With our historical relationships, military and aid resource, and cultural and economic clout, the UK is now uniquely placed to articulate a more patient, reform-minded and flexible approach to international affairs. This will involve utilising the resource of our Armed Forces, Foreign Office and DfID in a much more coordinated way but also the skills and expertise of our many and varied professionals – lawyers, financiers, tech experts and educators.

This approach is already being developed in the Syrian crisis, where military activity is just one strand of our work. Last week, the Prime Minister launched a plan to use market forces to boost the economy in Jordan, where to date around 1.3 million Syrians have been displaced. By removing trade tariffs for exports to the EU, and creating special economic zones with donor-funded wage subsidies and tax advantages, it is hoped jobs will follow that will keep people in region, ready to rebuild Syria when the time comes.

British knowledge can also be put to use undermining ISIS’s financial clout, drawing on lessons from Northern Ireland where the patient unravelling of the IRA’s financial infrastructure helped force terrorists to the negotiating table. Far from ideological obsessives, many of the young men fighting for ISIS are making a raw economic calculation based on the high wages they receive from their terror paymasters. One of the reasons ISIS have suffered strategic losses in recent weeks is that they have been forced to slash fighters’ wages, thus increasing defections and desertions. British financial and security expertise has played a key role in this: by cooperating with others we can help further deprive the terror force of its economic lifeblood.

There is plenty of scope to broaden DfID’s remit to hit wider security and economic objectives, demonstrating how aid prevents international problems becoming British ones. DfID money has helped develop vaccines for Ebola and other diseases. A focus on good governance and stability can lessen migratory flows from states failing to provide basic living standards and good jobs. The Investment Facility for Utilising UK Specialist Expertise ( IFUSE) programme, for example, matches British experts from organisations as diverse as the Met Office, CPS and Bank of England to partner governments in need of support. In this digital age, we are also deploying technology to help entrepreneurs circumvent inexpert, inflexible or corrupt governments. DfID’s Energy Africa work, for instance, assists people in overcome regulatory barriers to power their homes through rooftop solar systems.

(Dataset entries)
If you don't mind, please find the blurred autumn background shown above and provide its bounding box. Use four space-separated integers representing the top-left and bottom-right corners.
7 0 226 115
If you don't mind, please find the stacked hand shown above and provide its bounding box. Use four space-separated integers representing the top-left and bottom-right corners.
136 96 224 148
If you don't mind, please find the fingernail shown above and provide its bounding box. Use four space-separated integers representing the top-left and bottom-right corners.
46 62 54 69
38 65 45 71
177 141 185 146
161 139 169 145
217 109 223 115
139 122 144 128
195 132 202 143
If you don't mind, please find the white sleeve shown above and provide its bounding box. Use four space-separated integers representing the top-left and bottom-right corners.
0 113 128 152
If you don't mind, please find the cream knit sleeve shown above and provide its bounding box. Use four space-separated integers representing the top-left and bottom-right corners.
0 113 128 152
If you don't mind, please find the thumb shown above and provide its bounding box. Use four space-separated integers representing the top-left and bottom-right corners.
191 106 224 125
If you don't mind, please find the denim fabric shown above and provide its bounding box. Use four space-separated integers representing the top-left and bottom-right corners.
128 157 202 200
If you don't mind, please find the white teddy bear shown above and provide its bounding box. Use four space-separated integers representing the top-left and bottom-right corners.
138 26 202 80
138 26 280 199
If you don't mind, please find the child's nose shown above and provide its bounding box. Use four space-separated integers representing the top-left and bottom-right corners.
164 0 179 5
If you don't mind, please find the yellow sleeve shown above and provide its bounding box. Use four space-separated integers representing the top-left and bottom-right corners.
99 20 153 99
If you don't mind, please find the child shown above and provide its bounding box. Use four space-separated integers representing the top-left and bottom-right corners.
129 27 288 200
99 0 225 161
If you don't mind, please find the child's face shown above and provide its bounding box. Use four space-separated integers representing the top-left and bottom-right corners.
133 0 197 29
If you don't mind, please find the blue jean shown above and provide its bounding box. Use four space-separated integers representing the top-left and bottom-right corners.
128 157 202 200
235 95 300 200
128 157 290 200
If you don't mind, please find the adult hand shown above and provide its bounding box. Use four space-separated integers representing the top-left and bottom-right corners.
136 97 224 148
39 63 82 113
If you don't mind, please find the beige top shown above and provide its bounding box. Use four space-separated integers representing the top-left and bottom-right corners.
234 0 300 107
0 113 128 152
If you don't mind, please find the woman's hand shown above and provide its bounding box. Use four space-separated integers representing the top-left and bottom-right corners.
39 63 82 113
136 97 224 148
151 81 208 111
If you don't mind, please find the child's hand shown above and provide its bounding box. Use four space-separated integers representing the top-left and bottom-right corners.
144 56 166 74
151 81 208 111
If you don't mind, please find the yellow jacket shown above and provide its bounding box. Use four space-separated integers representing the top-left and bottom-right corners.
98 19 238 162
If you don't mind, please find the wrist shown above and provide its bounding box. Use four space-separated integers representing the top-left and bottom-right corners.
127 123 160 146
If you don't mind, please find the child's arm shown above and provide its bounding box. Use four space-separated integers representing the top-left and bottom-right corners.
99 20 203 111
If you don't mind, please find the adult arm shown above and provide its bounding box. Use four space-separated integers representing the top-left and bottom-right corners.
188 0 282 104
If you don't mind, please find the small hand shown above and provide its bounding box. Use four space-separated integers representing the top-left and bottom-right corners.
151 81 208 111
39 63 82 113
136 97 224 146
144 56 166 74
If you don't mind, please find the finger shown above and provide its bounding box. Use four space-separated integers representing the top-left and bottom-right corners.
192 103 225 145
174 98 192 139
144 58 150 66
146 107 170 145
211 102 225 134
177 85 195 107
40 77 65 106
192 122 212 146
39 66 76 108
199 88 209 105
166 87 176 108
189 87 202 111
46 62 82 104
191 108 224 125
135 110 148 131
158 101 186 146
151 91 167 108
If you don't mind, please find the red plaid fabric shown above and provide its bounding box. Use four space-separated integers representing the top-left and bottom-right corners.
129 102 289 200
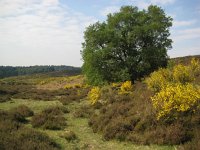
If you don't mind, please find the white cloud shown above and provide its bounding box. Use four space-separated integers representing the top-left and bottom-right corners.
150 0 175 5
168 45 200 58
0 0 96 66
172 28 200 42
100 6 120 16
173 20 197 27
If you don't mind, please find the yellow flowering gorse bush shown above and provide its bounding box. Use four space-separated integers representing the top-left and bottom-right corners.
173 64 194 83
151 83 200 119
88 87 101 105
146 59 200 119
119 81 133 94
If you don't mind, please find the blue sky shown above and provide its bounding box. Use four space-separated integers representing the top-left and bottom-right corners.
0 0 200 66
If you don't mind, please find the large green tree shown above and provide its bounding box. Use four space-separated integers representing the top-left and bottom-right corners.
81 5 172 85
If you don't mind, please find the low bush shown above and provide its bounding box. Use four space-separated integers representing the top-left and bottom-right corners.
31 107 67 130
73 105 93 118
60 130 78 142
0 111 60 150
11 105 34 117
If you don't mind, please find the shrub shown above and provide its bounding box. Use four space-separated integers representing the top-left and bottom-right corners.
60 131 78 142
31 107 66 130
12 105 34 117
0 111 60 150
73 103 92 118
88 87 101 105
151 83 200 119
145 69 171 92
173 64 194 84
119 81 133 94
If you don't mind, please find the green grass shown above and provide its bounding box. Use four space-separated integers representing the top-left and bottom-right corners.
0 99 176 150
0 99 62 113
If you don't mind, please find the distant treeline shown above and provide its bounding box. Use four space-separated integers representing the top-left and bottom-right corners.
0 65 81 78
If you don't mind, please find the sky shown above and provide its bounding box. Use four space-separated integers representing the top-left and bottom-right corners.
0 0 200 67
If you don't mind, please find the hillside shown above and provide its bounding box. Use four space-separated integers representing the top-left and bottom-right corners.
0 65 81 78
0 56 200 150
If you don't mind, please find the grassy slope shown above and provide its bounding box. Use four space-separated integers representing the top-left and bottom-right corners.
0 56 200 150
0 99 175 150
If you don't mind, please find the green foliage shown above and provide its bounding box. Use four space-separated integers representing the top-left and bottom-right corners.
11 105 34 117
82 6 172 85
60 130 78 142
31 107 66 130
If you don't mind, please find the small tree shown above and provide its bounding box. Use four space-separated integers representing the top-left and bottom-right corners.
81 5 172 85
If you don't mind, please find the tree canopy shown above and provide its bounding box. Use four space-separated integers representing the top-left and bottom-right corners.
81 5 172 85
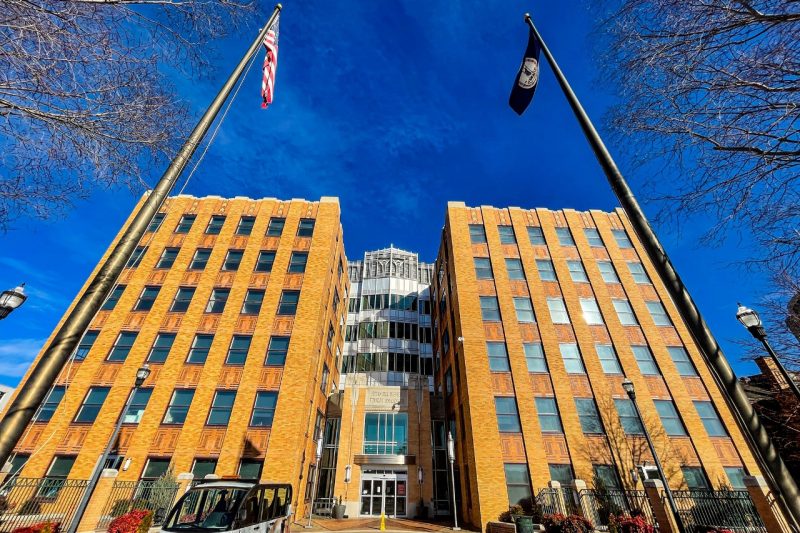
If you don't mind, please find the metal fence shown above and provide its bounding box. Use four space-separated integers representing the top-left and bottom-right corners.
97 479 178 530
672 490 767 533
0 477 88 532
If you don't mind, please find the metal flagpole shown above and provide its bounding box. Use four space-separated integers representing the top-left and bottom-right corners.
525 13 800 530
0 4 282 466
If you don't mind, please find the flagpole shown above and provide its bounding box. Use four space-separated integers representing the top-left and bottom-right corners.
525 13 800 529
0 4 282 466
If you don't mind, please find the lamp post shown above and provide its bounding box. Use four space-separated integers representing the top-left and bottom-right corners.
736 304 800 400
622 378 686 533
0 283 28 320
67 364 150 533
447 431 461 531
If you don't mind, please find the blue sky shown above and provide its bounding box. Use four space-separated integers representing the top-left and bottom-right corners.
0 0 766 385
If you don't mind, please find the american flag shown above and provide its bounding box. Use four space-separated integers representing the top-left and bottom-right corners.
261 15 280 109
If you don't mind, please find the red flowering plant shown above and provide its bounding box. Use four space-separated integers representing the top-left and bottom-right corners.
108 509 153 533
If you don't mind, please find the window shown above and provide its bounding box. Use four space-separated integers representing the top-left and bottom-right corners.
522 342 547 372
289 252 308 274
133 287 161 311
694 400 728 437
558 343 586 374
469 224 486 244
481 296 500 322
497 226 517 244
169 287 195 313
575 398 603 434
106 331 139 362
163 389 194 424
567 261 589 283
645 302 672 326
536 259 557 281
206 390 236 426
547 298 569 324
100 285 125 311
494 396 522 433
614 398 644 435
556 228 575 246
534 397 564 433
611 299 639 326
653 400 686 437
475 257 494 279
278 291 300 315
583 228 605 248
147 333 175 363
267 337 289 366
297 218 314 237
122 388 153 424
236 217 256 235
225 335 252 365
206 289 231 313
250 391 278 427
242 289 264 315
75 329 100 361
594 344 622 374
580 298 603 326
34 385 67 422
222 250 244 271
503 463 533 505
631 346 660 376
597 261 619 283
486 342 511 372
267 218 286 237
514 296 536 322
667 346 697 376
175 215 197 233
186 333 214 364
74 387 111 422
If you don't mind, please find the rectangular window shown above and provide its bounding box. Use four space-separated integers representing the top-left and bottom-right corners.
558 343 586 374
169 287 195 313
225 335 253 365
594 344 622 374
486 342 511 372
74 387 111 422
547 298 569 324
481 296 500 322
206 390 236 426
536 259 558 281
522 342 547 372
163 389 194 424
147 333 175 363
469 224 486 244
289 252 308 274
266 337 290 366
514 296 536 322
611 299 639 326
206 289 231 313
186 333 214 364
667 346 697 376
106 331 139 362
236 217 256 235
278 291 300 315
242 289 264 315
133 286 161 311
534 397 564 433
575 398 603 435
250 391 278 427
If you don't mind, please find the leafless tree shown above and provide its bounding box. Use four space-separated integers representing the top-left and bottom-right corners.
0 0 255 228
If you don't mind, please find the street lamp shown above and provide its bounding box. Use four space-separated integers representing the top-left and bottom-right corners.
622 378 686 533
67 364 150 533
736 304 800 399
0 283 28 320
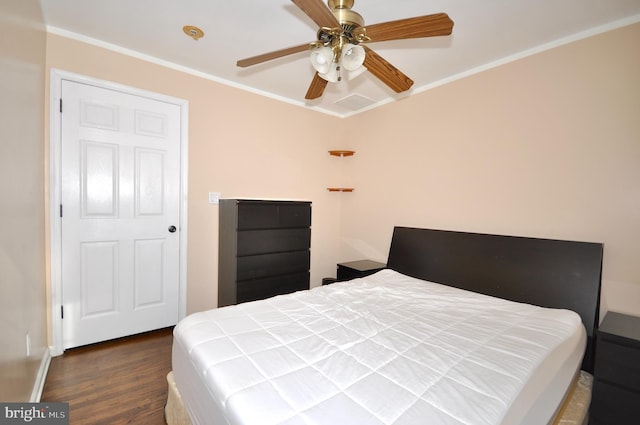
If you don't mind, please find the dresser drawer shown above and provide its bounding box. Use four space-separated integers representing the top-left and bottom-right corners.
595 336 640 390
237 249 310 280
238 201 311 229
589 379 640 425
236 272 309 303
237 228 311 257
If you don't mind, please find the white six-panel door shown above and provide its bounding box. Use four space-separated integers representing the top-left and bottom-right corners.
61 80 181 349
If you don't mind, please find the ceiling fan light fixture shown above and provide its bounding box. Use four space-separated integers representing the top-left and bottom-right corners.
310 46 333 74
318 62 342 83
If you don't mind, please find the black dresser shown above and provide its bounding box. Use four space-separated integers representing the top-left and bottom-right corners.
589 312 640 425
218 199 311 307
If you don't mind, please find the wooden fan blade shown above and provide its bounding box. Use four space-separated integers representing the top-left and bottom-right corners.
362 46 413 93
236 43 311 68
366 13 453 42
291 0 340 28
304 72 328 100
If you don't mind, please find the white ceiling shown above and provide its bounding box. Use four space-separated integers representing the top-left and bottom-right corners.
41 0 640 116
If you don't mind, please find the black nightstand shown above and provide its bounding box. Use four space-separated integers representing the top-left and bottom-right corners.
589 312 640 425
337 260 387 282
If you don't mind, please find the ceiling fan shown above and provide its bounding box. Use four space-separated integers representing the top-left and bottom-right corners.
236 0 453 100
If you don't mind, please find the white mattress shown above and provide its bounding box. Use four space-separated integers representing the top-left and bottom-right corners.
173 270 586 425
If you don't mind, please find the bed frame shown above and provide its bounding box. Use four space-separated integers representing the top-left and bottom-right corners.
387 227 603 373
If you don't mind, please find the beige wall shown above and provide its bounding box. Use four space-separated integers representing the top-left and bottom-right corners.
47 34 345 312
341 24 640 315
42 20 640 338
0 0 47 401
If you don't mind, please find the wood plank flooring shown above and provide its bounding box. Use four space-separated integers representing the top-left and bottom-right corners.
42 328 173 425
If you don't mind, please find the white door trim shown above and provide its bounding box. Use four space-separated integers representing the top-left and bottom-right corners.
49 69 189 356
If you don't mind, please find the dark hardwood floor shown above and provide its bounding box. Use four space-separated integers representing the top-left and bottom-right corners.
42 328 173 425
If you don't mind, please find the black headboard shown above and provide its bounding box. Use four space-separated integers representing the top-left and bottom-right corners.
387 227 603 372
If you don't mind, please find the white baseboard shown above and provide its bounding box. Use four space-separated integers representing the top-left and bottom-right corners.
31 347 51 403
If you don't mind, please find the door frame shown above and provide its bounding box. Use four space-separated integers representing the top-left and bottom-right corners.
49 68 189 356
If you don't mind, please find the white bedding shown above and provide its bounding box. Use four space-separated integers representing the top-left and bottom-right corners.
173 270 586 425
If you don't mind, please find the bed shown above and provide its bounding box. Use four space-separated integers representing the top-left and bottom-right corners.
166 227 603 425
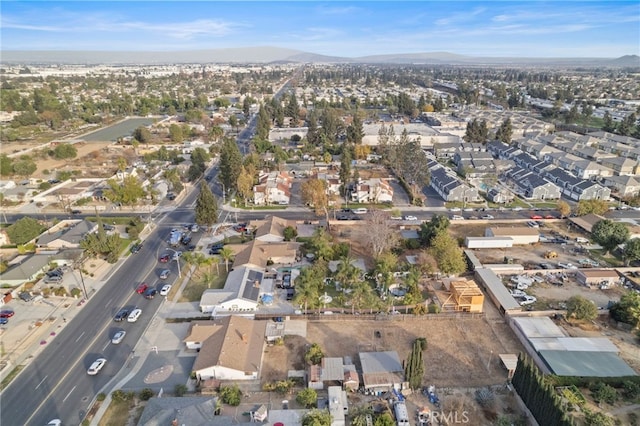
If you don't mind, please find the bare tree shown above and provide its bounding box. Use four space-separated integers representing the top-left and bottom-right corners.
360 209 398 257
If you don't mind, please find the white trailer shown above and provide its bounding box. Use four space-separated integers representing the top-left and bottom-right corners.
464 237 513 248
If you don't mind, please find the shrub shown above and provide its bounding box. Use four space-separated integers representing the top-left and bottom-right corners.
138 388 153 401
220 385 242 407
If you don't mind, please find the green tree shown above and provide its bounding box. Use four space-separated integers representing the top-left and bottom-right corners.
169 123 184 143
575 200 609 216
302 408 331 426
133 126 153 144
373 413 396 426
418 214 450 247
104 175 147 206
496 118 513 144
304 343 324 365
7 216 46 245
195 181 218 231
0 154 13 176
53 143 78 160
567 295 598 321
623 238 640 265
591 219 631 253
296 388 318 408
220 385 242 407
609 291 640 328
13 155 38 177
282 226 298 241
218 139 242 191
431 232 467 275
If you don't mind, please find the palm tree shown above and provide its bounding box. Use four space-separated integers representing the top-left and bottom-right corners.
219 247 234 272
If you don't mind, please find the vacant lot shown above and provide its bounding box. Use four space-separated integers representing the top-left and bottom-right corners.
263 300 522 387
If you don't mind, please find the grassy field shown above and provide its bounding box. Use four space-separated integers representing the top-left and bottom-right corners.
178 263 228 302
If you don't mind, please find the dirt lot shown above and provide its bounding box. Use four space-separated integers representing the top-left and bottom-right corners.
263 303 522 387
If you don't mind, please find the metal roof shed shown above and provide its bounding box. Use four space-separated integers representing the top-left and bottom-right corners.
476 268 522 314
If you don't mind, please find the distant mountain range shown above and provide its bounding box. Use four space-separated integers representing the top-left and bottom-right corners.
0 46 640 67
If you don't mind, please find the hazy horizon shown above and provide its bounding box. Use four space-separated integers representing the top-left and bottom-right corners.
0 1 640 58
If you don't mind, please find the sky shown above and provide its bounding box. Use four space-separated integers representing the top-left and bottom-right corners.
0 0 640 58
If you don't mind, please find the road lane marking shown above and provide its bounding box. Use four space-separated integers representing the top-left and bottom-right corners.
36 375 49 389
62 386 76 402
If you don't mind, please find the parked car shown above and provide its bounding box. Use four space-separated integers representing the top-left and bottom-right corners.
127 308 142 322
113 309 129 322
144 288 158 299
111 330 127 345
87 358 107 376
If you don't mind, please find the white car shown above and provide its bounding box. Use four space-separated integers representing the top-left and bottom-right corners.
520 296 538 306
111 330 127 345
87 358 107 376
127 308 142 322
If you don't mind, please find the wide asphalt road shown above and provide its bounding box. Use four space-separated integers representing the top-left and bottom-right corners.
0 187 202 426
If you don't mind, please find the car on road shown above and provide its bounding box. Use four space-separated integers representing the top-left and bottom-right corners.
520 295 538 306
127 308 142 322
160 284 171 296
111 330 127 345
144 288 158 299
87 358 107 376
113 309 129 322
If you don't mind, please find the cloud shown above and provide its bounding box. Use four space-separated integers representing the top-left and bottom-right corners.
316 5 361 15
435 7 486 26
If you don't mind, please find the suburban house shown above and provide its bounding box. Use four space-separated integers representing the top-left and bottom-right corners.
253 171 292 206
351 178 393 203
184 315 266 381
247 216 296 243
576 269 620 288
484 226 540 245
0 254 51 287
200 233 300 317
37 220 98 248
358 351 404 395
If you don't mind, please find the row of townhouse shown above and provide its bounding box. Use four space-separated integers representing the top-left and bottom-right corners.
427 159 481 203
253 171 293 206
487 141 611 201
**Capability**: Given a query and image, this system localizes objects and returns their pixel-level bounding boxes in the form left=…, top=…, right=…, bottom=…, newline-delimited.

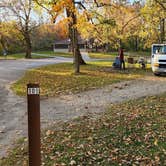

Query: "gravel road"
left=0, top=58, right=166, bottom=157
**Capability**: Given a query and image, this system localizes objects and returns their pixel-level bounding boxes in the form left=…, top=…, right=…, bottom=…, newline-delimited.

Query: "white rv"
left=151, top=44, right=166, bottom=75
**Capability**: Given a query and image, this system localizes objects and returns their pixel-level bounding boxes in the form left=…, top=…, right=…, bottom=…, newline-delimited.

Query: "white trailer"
left=151, top=44, right=166, bottom=75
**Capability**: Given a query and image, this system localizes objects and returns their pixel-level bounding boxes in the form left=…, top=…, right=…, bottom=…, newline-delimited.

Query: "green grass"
left=0, top=53, right=52, bottom=59
left=34, top=51, right=73, bottom=58
left=89, top=52, right=118, bottom=59
left=12, top=61, right=150, bottom=96
left=0, top=51, right=72, bottom=59
left=89, top=51, right=150, bottom=60
left=0, top=94, right=166, bottom=166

### What the task asks
Reproduce word for word the stretch of the text on Britain's approach to international affairs between "With our historical" and "experts and educators.", inclusive.

### Answer for this exercise
With our historical relationships, military and aid resource, and cultural and economic clout, the UK is now uniquely placed to articulate a more patient, reform-minded and flexible approach to international affairs. This will involve utilising the resource of our Armed Forces, Foreign Office and DfID in a much more coordinated way but also the skills and expertise of our many and varied professionals – lawyers, financiers, tech experts and educators.